▸ Data records:
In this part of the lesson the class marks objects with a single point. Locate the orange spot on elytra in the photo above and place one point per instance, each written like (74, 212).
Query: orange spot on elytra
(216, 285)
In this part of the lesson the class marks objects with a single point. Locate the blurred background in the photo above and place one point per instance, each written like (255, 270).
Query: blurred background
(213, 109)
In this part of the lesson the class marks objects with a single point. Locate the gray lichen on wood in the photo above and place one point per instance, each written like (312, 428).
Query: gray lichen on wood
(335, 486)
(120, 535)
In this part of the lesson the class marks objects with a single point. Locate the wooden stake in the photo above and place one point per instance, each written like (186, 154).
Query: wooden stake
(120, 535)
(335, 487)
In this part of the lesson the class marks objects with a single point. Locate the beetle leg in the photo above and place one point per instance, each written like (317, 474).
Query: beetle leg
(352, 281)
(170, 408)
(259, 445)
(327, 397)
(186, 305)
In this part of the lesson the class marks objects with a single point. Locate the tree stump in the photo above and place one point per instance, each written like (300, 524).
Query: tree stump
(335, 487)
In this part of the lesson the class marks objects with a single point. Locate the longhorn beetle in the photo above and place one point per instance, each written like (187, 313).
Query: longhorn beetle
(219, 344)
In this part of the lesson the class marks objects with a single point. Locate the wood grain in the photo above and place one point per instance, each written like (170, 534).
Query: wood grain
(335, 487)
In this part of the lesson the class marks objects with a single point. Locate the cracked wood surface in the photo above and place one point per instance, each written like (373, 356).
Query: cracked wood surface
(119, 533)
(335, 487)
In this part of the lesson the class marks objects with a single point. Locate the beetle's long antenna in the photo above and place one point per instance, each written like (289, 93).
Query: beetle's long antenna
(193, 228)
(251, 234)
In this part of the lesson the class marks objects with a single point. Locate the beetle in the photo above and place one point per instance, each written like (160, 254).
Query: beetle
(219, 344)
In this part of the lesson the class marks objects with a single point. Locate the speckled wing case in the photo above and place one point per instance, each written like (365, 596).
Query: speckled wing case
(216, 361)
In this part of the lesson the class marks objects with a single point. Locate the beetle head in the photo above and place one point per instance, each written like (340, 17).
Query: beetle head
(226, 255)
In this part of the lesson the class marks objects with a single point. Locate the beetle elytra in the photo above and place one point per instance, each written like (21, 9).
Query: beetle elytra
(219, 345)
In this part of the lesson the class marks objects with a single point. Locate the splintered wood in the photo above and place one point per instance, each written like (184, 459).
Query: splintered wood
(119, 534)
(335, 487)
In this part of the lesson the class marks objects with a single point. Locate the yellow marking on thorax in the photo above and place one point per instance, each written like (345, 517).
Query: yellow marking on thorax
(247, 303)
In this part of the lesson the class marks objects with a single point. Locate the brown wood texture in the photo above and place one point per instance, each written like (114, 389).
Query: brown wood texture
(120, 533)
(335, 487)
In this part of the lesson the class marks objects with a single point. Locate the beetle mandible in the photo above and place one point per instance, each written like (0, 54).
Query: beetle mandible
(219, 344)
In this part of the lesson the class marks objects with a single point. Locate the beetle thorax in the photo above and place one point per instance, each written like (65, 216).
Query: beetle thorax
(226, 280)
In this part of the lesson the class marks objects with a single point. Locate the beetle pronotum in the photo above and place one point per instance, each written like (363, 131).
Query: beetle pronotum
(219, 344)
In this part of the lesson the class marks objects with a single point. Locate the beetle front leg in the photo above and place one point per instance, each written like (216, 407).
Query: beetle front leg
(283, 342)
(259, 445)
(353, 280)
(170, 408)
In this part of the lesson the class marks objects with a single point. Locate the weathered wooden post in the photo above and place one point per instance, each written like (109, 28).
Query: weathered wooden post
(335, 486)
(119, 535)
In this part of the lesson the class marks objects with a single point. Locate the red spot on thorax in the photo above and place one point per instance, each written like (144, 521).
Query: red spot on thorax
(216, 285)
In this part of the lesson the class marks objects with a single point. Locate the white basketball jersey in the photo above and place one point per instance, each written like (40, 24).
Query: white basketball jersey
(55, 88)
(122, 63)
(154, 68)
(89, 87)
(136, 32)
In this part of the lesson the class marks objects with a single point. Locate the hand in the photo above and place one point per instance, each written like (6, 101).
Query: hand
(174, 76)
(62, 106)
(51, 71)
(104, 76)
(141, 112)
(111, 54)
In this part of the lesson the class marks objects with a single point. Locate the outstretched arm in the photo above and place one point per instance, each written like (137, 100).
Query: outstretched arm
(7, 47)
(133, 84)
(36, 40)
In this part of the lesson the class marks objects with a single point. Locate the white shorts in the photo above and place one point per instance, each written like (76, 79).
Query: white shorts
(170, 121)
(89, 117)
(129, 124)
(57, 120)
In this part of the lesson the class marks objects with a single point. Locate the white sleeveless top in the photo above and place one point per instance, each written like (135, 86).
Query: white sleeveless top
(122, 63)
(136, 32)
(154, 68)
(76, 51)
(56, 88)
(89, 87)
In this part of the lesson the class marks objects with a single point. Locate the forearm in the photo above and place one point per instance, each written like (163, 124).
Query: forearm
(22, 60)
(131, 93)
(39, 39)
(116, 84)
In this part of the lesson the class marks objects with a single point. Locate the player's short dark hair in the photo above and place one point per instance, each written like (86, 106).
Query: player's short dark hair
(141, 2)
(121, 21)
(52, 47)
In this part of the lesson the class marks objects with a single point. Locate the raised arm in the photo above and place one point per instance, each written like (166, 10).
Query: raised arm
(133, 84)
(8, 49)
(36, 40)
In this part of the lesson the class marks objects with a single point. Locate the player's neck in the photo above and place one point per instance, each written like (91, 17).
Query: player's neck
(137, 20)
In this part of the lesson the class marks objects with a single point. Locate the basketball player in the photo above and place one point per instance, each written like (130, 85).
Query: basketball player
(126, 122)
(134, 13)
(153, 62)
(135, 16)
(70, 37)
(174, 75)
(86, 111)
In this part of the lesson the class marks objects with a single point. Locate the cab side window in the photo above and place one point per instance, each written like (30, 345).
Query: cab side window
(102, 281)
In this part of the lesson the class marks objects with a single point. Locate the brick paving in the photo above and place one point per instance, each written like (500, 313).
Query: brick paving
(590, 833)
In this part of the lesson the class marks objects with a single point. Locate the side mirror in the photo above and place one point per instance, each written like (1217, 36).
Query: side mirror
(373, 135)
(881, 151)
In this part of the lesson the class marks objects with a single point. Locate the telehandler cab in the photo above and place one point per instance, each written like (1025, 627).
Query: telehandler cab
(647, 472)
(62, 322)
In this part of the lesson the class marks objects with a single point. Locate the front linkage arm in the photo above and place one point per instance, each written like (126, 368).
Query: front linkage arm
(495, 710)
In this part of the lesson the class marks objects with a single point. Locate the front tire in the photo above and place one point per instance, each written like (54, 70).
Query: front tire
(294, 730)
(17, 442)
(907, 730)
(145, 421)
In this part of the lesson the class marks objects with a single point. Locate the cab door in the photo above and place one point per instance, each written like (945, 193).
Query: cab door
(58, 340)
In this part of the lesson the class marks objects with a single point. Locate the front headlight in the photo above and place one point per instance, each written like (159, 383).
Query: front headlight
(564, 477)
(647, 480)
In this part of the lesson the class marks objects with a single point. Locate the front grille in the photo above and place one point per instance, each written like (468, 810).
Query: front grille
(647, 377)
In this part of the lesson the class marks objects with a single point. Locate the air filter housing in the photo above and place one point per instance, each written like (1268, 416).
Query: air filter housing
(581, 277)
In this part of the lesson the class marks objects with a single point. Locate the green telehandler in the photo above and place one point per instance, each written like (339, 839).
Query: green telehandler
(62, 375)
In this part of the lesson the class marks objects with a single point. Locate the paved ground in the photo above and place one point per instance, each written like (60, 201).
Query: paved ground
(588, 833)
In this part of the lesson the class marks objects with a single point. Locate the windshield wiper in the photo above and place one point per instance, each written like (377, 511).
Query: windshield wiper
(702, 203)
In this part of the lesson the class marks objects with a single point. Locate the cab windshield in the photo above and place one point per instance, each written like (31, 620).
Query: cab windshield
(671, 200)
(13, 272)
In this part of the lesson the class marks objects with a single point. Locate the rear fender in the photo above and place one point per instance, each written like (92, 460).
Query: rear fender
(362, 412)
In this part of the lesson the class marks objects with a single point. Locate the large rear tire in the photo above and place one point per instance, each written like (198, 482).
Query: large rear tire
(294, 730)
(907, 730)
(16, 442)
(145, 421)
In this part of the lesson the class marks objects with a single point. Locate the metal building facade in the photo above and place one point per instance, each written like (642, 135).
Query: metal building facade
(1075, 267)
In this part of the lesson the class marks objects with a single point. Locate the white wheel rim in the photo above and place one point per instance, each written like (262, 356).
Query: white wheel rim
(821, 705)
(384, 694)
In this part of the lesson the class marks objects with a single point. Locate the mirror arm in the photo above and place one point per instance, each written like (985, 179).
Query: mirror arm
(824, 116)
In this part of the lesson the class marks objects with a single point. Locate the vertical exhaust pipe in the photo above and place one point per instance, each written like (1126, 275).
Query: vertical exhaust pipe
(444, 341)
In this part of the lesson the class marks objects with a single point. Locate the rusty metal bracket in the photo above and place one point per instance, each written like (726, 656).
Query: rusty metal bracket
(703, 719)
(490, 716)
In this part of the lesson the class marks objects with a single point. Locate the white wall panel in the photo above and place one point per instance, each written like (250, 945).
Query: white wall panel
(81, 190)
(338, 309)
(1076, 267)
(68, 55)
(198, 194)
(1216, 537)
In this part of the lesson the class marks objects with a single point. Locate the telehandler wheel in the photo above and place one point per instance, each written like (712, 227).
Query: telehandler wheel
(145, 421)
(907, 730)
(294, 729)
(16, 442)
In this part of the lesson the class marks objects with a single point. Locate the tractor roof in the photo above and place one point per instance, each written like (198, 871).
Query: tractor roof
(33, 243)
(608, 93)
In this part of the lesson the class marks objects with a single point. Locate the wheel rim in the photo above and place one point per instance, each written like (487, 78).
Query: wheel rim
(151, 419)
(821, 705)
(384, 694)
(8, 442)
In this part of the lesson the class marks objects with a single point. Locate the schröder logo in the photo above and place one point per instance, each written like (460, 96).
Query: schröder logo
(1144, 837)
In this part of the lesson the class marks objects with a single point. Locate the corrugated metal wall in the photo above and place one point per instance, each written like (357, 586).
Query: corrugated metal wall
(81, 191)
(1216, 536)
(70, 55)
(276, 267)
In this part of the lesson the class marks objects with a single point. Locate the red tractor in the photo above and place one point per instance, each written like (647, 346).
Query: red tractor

▸ Prompt: Output exactly the lines above, from the one holding "like (1126, 275)." through the end of the data, including the first and last.

▸ Solved problem:
In this part of the lesson the class marks objects with a single point. Locate the vertical exhaust pipe in the photo above and place one point per instance, each written like (1126, 275).
Query: vertical exhaust pipe
(444, 341)
In this part of the lesson the class marks objects with a single point. Locate the rusty metal bracket in the photo above and place one point per instance, each written like (726, 656).
Query: rusty metal bracket
(703, 719)
(490, 716)
In this part of the lesson the class marks objects with a single point. Locate the white wall panel in the photo above and place one point per instance, each written like (250, 945).
Query: white wall panel
(81, 190)
(338, 309)
(1076, 267)
(68, 55)
(198, 194)
(1216, 537)
In this part of the lesson the class marks objects with a single point. Locate the telehandler wheel in the photo above and place one point per instance, each written like (712, 227).
Query: telehandler wheel
(145, 421)
(907, 730)
(294, 729)
(16, 442)
In this part of the lesson the class marks objects with a single point. Locate the tractor roof in the photo above and place one point per instance, each written like (198, 871).
Query: tractor roof
(33, 243)
(608, 93)
In this part of the lesson the class marks objects with a single point. Locate the wheel rim in the photo above and place one point per instance, each written like (487, 78).
Query: wheel rim
(151, 419)
(821, 705)
(384, 694)
(8, 442)
In this part of the lesson the class marks objects with a single point. Locate the schröder logo in the photo above and place one point per instance, each written like (460, 96).
Query: schröder logo
(1144, 837)
In this part of the lesson the class marks objects with a single point. Locate the corrugated metal wall in the photo above and place one point per instance, each written like (357, 586).
Query: corrugated metal wall
(81, 191)
(1216, 536)
(70, 55)
(276, 267)
In this part of the lesson the class marks objects with a single point. Locate the red tractor in the photo above and place one point per instance, each written like (647, 346).
Query: red tractor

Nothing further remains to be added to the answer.